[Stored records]
=-=-=-=-=
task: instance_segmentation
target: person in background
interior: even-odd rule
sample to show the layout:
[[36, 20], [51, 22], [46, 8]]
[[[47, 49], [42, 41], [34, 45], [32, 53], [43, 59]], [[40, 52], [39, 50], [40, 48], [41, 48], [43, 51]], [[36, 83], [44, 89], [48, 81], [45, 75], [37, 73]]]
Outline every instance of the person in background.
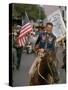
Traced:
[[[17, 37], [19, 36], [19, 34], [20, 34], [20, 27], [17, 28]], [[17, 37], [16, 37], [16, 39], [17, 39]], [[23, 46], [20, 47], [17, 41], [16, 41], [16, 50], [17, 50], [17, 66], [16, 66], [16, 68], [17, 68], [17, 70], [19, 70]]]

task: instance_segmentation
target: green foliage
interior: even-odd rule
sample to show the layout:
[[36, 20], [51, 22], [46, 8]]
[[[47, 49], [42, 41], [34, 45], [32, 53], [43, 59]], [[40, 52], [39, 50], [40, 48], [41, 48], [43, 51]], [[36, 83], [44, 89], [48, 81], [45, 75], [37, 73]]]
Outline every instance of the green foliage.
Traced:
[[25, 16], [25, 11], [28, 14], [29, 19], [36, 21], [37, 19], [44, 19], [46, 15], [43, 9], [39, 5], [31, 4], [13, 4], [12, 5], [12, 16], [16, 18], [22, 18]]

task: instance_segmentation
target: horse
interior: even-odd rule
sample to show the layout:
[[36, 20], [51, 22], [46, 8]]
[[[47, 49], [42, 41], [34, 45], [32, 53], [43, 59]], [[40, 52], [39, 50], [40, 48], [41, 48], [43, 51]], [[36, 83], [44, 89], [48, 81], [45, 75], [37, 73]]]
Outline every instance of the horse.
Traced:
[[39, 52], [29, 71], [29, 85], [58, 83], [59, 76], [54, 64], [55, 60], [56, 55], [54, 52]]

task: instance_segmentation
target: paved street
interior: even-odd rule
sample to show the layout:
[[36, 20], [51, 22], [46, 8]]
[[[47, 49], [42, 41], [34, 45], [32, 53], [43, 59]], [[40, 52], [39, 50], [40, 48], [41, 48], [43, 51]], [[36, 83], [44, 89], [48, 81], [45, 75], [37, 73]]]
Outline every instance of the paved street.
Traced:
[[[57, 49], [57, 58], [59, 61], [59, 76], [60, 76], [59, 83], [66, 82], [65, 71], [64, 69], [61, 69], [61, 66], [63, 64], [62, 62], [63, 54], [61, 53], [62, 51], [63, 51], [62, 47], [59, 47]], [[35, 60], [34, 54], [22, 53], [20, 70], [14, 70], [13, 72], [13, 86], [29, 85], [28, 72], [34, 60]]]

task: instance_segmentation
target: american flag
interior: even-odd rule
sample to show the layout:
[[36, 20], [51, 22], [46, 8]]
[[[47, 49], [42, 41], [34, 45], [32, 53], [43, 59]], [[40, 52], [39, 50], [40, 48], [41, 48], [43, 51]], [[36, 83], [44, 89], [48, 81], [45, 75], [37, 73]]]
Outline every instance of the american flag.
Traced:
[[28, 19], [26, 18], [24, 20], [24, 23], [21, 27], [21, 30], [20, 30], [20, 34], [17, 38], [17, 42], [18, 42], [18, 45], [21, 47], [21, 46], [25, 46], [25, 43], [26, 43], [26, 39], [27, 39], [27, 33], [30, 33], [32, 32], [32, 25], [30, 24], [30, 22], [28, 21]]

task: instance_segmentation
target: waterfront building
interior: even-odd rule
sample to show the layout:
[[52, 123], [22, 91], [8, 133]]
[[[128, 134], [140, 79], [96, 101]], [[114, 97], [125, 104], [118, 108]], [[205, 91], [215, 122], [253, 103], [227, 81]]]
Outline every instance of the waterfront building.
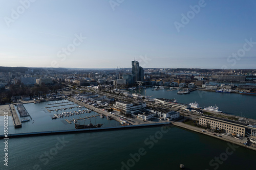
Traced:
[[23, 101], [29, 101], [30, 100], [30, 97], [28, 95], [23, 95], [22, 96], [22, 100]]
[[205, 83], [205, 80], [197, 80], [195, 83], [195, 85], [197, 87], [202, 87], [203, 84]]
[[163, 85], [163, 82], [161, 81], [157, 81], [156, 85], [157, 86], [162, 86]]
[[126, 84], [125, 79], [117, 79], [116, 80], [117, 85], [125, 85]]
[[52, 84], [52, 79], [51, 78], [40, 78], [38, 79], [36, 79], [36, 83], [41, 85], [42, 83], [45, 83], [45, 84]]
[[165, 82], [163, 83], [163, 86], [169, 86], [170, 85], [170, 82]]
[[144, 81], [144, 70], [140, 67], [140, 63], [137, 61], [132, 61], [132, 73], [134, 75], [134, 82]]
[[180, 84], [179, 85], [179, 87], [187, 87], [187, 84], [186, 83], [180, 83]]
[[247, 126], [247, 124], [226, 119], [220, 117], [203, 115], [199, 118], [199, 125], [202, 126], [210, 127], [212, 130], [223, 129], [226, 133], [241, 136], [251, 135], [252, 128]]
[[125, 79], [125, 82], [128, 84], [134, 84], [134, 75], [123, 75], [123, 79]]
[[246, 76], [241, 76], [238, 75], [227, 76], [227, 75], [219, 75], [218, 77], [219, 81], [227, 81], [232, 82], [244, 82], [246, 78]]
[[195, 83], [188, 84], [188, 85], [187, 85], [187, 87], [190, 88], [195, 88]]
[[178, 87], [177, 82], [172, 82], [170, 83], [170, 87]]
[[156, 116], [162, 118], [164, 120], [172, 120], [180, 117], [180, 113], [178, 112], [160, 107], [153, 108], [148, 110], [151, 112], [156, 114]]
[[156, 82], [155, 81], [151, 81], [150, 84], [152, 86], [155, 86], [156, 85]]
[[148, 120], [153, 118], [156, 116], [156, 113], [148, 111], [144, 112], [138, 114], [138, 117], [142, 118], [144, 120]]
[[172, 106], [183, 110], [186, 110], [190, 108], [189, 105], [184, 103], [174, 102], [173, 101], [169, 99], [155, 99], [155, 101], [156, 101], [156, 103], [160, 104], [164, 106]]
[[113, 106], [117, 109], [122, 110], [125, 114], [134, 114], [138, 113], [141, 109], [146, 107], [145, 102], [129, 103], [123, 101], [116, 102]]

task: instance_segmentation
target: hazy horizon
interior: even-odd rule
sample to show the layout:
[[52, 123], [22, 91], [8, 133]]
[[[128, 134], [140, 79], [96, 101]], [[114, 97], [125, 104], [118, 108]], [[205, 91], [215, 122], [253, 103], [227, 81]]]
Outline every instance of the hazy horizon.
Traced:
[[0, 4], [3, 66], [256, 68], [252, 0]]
=-=-=-=-=
Written instruction: Count the lines in the data above that contain the string "background". Reply with the number alone.

Finished answer: 2